• **EXTRACT**:
"""

These datasets will also allow us to benchmark the performance of trust and safety software across these languages, helping platforms make informed decisions when implementing safety features. We will also make anonymized versions of these datasets available to other researchers in order to encourage further development across the field.
In the longer term, this collaboration will enable us to train new machine learning models specialized in these languages and to develop customized algorithms that can help us and other tool builders counter this pervasive problem.
Following the creation of the new annotated datasets, Meedan is using a human-in-the-loop approach to train new algorithms — known as classifiers — for detecting technology-facilitated gender-based violence. A classifier is an algorithm that predicts a label when given a new piece of data. For instance, our classifier will predict the sentences “Lina is a great writer” or “Lina’s last article was terrible” as non-TFGBV and “Lina’s address is 123 Grape Street. Somebody go hurt her!” as TFGBV and doxing.
Classifiers can predict a label for a piece of content because they are trained using a large, representative labeled dataset. A labeled dataset contains example inputs — “somebody go hurt her” — that have the correct labels assigned by annotators. The trained model will then be able to replicate the patterns contained within the dataset.

"""

• **SUPPLIED DATA**:
"""

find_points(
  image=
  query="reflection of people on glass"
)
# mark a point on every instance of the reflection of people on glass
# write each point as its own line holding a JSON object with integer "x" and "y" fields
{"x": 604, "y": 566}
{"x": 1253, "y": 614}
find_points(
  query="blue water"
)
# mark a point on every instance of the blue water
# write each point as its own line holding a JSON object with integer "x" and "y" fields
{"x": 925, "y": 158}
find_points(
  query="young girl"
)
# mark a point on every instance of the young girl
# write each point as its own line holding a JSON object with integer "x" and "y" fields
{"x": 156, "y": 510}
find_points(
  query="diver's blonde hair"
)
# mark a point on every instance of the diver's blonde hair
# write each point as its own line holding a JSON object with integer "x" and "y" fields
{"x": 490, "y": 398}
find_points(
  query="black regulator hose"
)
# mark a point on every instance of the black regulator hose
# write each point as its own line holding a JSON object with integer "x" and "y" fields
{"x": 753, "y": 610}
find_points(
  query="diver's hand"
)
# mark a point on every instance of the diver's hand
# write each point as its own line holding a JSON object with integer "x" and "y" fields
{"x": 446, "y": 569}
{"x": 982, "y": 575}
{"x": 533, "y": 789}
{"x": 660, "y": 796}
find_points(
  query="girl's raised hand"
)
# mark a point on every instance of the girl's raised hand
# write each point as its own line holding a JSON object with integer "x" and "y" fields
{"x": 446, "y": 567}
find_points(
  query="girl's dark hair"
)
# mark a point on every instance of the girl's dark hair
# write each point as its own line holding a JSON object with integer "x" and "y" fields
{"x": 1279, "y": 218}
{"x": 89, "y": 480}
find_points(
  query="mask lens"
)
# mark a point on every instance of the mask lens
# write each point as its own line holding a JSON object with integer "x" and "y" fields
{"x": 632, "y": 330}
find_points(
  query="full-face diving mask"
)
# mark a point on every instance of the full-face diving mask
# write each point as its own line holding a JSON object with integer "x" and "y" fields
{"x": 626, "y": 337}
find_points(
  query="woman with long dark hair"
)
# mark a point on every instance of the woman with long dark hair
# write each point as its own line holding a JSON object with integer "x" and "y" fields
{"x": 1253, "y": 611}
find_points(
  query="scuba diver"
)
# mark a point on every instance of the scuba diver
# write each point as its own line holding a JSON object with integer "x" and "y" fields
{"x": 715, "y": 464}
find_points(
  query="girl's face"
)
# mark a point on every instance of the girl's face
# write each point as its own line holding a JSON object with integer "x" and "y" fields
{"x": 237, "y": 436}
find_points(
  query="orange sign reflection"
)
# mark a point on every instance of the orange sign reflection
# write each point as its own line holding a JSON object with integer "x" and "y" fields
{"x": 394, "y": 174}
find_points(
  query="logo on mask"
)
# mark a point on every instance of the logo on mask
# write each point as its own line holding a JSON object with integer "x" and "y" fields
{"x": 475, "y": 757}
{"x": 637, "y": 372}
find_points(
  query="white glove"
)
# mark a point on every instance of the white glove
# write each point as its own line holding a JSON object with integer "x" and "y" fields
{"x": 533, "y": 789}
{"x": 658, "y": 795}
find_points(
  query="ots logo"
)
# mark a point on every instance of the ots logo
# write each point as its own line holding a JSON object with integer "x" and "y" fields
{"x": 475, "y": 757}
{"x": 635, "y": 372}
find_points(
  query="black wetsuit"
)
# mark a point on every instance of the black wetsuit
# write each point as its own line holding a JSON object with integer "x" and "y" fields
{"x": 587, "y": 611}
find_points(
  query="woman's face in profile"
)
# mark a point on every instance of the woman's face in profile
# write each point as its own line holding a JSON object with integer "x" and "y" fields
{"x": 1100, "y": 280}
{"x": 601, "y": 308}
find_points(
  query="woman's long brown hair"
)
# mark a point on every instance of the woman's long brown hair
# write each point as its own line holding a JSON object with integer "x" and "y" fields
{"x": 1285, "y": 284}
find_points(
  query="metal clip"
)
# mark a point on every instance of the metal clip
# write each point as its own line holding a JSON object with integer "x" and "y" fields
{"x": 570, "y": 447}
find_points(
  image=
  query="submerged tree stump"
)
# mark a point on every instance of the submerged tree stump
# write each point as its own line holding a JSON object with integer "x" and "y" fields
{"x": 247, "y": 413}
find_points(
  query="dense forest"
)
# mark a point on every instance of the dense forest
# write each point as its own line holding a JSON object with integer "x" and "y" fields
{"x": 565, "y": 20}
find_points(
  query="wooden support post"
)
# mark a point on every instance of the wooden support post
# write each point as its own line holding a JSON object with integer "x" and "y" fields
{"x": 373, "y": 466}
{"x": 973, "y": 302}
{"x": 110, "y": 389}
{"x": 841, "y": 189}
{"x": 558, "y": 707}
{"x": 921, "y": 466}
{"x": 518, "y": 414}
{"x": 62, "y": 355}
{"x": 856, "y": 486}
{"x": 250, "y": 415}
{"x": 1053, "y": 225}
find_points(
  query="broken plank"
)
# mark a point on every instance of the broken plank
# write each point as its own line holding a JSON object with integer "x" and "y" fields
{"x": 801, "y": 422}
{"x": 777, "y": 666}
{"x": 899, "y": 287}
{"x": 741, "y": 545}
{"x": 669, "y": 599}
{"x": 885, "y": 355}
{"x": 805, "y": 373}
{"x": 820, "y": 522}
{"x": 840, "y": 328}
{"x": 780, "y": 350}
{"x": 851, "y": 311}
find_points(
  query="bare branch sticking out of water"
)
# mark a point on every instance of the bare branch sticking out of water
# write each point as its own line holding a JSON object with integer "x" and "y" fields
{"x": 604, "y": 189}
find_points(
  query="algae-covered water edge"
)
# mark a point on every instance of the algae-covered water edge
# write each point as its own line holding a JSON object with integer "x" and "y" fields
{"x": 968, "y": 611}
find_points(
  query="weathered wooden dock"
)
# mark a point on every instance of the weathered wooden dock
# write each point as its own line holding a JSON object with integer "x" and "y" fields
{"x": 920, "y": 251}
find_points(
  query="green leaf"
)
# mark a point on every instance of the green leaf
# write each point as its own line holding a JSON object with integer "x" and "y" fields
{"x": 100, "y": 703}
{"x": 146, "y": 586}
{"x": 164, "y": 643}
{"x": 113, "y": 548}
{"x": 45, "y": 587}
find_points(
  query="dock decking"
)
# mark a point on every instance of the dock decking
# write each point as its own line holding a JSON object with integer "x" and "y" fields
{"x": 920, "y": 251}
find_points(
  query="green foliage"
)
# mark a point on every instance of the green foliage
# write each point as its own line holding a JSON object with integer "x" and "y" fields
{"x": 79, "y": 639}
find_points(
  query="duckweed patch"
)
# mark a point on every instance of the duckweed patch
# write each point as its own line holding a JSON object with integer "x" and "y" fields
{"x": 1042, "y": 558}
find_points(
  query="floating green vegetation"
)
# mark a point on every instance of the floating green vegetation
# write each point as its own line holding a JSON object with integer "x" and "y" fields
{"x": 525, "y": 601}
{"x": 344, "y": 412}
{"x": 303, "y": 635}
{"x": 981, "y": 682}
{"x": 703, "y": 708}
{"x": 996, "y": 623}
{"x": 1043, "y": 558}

"""

• **ABOUT THIS TASK**: Please reproduce, word for word, the part of the Meedan text above that begins at the words "Classifiers can predict" and stops after the words "within the dataset.".

• **ANSWER SECTION**:
Classifiers can predict a label for a piece of content because they are trained using a large, representative labeled dataset. A labeled dataset contains example inputs — “somebody go hurt her” — that have the correct labels assigned by annotators. The trained model will then be able to replicate the patterns contained within the dataset.